Source excerpt:
───

Oct 19, 2006
Party KC Picks Your Flick
Flags of Our Fathers
R, Drama, 2hrs 11min
Opens on October 20, 2006
Starring: Ryan Phillippe,
Jesse Bradford, Adam Beach
Clint Eastwood's Flags of Our Fathers uses a true story about World War II in order to make timely reminders about sacrifices in wartime. Jesse Bradford, Ryan Philippe, and Adam Beach play three soldiers who appeared in the famous photograph of American troops planting the flag on Iwo Jima. Eastwood economically establishes how this photo affected the mood of the country, but since his tone for the film is not particularly rah-rah he never indulges in the feelings of patriotism this famous image evokes - the characters feel it, but the audience does not. Instead Eastwood plunges the viewer into the harsh reality of the invasion.

───

Extracted information:

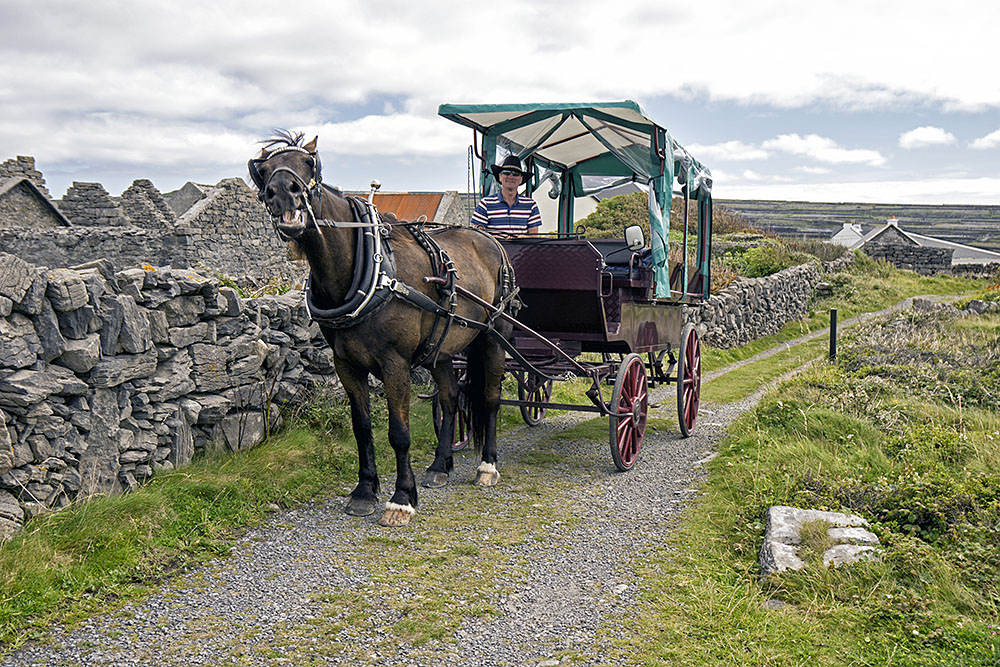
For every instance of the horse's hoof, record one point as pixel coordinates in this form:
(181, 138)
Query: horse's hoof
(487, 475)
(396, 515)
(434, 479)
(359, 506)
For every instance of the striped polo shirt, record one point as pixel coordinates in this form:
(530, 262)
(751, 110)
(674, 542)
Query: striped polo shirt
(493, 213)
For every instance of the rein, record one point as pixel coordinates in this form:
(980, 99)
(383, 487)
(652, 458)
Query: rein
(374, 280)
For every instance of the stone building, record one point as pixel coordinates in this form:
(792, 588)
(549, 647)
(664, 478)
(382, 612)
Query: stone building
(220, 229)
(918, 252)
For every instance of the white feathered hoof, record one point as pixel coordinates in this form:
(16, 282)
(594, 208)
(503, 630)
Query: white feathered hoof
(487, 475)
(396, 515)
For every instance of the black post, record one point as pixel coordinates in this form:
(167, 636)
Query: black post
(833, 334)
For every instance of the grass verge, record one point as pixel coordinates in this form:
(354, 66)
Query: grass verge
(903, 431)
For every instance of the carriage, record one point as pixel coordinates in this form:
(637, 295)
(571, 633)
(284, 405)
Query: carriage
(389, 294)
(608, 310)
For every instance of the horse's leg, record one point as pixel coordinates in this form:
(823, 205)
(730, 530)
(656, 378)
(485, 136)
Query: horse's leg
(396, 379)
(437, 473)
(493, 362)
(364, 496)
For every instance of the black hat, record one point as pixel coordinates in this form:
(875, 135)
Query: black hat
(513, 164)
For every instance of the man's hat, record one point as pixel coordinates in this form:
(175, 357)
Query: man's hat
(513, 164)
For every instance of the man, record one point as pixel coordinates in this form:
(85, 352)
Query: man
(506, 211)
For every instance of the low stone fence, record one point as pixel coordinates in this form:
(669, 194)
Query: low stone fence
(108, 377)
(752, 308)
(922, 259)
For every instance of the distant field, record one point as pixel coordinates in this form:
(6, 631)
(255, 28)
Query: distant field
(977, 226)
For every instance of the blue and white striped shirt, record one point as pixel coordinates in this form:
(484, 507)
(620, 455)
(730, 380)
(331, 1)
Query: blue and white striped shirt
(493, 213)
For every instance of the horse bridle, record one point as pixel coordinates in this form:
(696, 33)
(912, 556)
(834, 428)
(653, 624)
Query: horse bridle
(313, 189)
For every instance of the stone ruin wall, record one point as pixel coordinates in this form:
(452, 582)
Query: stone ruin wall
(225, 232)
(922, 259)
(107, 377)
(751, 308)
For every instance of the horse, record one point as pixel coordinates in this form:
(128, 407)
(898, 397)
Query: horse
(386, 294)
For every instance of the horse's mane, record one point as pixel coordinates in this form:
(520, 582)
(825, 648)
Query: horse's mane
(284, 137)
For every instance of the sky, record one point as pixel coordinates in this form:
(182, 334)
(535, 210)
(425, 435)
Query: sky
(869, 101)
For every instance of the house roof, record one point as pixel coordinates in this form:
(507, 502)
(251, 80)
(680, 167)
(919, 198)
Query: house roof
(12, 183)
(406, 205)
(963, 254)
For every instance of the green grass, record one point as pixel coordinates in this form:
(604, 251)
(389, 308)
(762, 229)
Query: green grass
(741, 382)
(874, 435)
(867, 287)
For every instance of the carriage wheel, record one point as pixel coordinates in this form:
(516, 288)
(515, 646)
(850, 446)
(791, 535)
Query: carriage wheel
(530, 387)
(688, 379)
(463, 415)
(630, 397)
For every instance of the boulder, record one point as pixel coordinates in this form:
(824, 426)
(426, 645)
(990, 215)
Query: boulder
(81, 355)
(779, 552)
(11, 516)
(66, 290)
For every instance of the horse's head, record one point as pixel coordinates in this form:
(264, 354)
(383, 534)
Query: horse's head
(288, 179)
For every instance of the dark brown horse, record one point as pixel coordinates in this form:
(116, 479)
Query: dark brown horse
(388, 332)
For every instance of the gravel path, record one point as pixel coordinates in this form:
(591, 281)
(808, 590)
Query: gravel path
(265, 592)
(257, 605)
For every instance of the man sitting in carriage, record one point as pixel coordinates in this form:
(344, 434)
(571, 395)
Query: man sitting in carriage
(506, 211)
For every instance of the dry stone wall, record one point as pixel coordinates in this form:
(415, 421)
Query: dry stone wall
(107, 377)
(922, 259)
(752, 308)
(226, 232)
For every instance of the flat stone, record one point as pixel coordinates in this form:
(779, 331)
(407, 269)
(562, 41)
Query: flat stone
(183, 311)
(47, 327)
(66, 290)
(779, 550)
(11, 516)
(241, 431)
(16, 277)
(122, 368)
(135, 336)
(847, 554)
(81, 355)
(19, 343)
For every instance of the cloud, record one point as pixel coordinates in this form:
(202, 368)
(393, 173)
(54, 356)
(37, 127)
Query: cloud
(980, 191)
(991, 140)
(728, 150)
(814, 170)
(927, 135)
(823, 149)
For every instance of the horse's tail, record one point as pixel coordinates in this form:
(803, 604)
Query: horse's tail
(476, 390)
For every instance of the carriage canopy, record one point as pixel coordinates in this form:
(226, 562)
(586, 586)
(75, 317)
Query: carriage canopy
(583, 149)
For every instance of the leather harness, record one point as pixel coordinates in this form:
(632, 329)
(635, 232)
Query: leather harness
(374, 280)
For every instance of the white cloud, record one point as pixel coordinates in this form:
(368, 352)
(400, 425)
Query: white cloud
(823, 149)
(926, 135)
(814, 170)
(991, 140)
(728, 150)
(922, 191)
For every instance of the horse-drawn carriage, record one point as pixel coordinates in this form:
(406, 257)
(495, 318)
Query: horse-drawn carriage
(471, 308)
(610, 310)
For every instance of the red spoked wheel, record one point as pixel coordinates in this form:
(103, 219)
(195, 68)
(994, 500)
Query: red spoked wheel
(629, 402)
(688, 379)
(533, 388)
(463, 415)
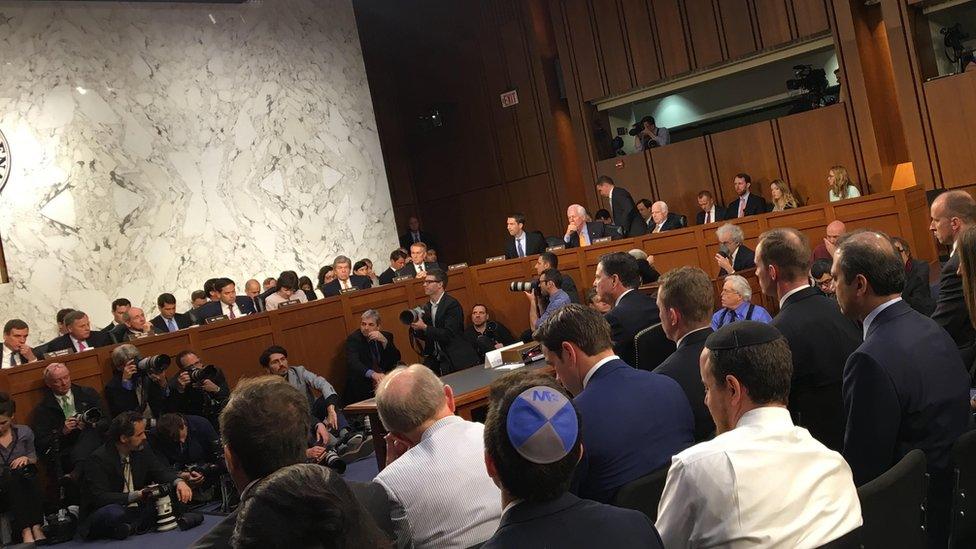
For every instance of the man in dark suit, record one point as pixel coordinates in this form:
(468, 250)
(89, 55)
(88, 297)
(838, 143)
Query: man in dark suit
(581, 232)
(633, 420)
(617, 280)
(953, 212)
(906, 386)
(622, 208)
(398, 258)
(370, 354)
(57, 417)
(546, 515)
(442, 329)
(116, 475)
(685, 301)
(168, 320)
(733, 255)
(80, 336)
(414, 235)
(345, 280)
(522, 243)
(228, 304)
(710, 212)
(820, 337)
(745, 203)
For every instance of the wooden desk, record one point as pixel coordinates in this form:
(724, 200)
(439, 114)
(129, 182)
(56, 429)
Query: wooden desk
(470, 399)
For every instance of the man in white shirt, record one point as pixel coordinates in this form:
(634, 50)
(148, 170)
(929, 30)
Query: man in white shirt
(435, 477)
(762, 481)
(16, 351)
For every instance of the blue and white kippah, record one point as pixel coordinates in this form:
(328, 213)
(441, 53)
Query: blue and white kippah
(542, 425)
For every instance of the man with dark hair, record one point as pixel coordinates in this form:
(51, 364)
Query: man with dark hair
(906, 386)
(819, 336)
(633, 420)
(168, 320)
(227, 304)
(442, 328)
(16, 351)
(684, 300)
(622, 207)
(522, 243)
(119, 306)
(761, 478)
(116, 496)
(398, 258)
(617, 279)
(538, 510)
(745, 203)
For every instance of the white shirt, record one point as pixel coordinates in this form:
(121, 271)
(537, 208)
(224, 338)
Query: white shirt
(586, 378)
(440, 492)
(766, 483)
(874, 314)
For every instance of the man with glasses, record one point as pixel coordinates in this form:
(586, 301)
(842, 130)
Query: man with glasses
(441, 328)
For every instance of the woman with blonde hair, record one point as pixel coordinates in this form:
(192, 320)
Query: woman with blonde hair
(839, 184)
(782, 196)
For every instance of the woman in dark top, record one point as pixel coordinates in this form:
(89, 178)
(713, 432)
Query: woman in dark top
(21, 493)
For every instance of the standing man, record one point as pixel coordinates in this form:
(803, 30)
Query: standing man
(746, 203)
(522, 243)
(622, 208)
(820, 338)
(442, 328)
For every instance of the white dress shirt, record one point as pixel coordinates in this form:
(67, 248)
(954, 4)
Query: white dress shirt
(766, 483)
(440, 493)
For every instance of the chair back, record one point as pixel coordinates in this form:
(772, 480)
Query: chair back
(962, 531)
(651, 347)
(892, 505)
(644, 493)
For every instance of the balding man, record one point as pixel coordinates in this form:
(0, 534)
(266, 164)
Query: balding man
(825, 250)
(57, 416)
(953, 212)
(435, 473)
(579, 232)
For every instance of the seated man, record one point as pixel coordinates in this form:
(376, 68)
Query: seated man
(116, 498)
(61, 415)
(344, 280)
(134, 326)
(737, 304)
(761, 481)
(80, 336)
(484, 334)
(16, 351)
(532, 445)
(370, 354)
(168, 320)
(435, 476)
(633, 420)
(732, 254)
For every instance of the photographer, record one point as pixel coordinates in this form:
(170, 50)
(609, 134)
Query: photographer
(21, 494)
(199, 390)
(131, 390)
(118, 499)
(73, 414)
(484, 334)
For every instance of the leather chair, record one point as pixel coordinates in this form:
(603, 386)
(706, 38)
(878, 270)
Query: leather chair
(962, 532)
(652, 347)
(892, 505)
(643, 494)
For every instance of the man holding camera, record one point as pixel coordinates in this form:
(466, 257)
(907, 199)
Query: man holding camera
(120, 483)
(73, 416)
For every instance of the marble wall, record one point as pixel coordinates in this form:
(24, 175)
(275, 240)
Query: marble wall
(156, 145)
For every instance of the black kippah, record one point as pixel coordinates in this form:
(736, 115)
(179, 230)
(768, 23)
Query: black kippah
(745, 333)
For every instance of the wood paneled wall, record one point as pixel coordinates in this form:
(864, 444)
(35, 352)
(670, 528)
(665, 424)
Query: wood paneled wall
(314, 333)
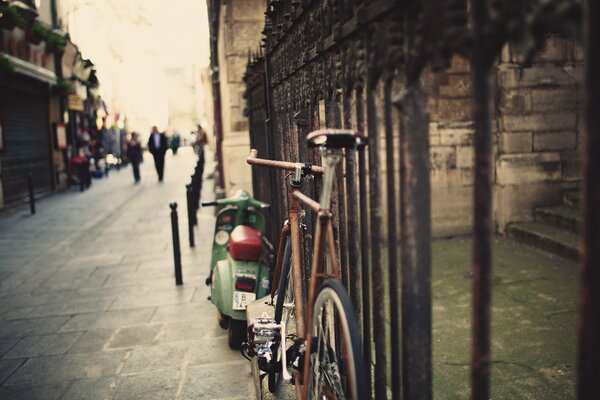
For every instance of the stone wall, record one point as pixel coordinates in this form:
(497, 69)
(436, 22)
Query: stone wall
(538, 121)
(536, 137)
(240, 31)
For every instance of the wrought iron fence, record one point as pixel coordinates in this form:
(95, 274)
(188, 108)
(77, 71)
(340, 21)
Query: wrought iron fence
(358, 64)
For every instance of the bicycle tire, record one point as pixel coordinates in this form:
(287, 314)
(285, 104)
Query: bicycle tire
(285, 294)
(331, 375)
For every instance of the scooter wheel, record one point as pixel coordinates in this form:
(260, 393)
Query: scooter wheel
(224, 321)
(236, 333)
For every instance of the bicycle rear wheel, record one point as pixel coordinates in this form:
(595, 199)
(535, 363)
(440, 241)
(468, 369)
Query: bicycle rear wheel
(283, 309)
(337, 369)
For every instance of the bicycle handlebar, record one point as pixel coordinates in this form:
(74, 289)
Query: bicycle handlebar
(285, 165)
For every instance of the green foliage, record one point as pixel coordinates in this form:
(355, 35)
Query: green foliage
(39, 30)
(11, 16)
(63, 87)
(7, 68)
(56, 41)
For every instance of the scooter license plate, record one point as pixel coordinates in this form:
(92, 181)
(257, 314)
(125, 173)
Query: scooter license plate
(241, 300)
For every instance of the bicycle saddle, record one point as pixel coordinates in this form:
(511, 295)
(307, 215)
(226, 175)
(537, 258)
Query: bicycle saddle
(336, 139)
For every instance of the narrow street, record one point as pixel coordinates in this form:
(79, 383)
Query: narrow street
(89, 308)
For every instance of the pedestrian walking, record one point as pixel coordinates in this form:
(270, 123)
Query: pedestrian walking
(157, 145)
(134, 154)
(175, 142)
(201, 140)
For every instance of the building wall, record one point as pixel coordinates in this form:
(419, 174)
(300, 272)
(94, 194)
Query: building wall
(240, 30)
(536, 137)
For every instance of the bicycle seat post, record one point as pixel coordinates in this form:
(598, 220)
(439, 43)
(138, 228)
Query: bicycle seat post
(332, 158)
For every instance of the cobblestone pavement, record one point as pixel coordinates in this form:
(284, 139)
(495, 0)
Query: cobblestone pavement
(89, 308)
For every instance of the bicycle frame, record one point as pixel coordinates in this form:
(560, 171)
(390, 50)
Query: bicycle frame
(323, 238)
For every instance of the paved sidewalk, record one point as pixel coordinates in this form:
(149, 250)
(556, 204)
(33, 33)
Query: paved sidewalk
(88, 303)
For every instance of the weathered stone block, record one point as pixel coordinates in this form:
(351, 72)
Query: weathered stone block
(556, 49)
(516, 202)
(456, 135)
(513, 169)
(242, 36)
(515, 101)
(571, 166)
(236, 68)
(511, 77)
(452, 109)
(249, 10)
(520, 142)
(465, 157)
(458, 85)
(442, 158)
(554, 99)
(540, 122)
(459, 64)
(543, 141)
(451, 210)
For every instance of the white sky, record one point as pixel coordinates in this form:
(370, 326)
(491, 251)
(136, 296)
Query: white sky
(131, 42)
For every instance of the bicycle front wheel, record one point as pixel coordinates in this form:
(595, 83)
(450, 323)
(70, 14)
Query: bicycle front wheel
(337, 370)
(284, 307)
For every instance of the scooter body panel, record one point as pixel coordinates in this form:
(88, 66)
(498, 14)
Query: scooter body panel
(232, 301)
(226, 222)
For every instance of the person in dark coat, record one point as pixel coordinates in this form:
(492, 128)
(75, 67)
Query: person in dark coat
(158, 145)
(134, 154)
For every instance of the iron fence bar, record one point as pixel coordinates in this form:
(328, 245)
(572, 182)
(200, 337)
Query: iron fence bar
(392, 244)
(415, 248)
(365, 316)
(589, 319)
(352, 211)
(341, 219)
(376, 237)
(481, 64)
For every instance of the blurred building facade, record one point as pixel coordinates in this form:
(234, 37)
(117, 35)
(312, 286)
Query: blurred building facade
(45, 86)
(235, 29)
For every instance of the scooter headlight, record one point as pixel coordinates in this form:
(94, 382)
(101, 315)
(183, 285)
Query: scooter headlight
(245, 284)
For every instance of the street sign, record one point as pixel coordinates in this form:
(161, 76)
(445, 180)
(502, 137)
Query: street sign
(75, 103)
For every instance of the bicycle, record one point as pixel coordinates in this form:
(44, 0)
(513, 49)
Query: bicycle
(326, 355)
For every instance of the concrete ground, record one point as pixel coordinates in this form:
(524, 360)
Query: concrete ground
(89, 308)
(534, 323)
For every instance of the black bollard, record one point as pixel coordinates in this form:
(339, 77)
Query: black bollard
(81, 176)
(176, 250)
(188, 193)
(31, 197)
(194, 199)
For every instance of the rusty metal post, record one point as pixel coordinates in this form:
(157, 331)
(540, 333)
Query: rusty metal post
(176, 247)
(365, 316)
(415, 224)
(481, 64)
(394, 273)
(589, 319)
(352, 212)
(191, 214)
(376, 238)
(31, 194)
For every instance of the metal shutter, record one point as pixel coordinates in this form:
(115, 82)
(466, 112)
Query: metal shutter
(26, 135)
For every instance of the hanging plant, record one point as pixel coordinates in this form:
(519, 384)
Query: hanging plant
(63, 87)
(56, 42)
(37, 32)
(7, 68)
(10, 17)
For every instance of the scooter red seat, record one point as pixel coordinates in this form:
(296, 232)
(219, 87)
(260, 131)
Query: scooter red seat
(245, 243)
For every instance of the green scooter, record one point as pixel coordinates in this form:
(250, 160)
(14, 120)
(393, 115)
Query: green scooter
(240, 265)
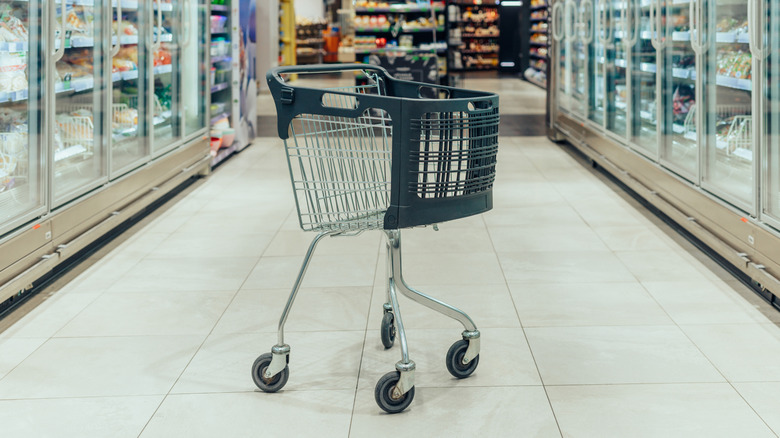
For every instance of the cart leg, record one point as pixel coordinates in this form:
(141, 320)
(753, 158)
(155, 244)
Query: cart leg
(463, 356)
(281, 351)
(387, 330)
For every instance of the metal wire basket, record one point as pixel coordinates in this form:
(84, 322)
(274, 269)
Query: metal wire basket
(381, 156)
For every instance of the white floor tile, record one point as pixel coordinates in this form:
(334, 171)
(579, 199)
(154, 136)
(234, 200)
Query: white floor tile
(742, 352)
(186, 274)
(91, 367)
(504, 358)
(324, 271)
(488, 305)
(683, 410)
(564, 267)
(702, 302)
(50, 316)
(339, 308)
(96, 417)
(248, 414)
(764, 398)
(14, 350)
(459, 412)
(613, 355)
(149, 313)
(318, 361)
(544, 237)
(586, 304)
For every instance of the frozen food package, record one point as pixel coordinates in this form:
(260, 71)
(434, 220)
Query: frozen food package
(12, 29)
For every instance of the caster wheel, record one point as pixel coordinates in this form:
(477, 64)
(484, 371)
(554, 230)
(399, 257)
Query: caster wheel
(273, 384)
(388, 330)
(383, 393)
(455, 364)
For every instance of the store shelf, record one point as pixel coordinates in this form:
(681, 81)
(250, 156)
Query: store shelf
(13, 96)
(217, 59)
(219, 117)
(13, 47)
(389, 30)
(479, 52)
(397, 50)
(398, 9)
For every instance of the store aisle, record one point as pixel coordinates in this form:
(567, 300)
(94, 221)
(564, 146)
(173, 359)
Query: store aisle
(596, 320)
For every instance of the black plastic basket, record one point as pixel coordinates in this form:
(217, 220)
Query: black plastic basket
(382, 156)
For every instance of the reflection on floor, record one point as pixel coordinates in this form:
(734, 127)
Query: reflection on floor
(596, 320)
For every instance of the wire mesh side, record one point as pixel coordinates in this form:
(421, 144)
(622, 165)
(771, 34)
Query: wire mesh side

───

Parts of the exercise:
• A. Answer these questions from the review of Flags of Our Fathers:
(i) What running time is listed for the film?
(ii) On what date does the film open?
(iii) What do the troops in the famous photograph do?
• B. Name every actor in the "Starring" line of the Flags of Our Fathers review.
• C. Reproduce everything in the Flags of Our Fathers review from "Oct 19, 2006" down to "of the invasion.".

Solutions per task:
• A.
(i) 2 hours 11 minutes
(ii) October 20, 2006
(iii) They plant the flag on Iwo Jima.

• B. Ryan Phillippe, Jesse Bradford, Adam Beach

• C.
Oct 19, 2006
Party KC Picks Your Flick
Flags of Our Fathers
R, Drama, 2hrs 11min
Opens on October 20, 2006
Starring: Ryan Phillippe,
Jesse Bradford, Adam Beach
Clint Eastwood's Flags of Our Fathers uses a true story about World War II in order to make timely reminders about sacrifices in wartime. Jesse Bradford, Ryan Philippe, and Adam Beach play three soldiers who appeared in the famous photograph of American troops planting the flag on Iwo Jima. Eastwood economically establishes how this photo affected the mood of the country, but since his tone for the film is not particularly rah-rah he never indulges in the feelings of patriotism this famous image evokes - the characters feel it, but the audience does not. Instead Eastwood plunges the viewer into the harsh reality of the invasion.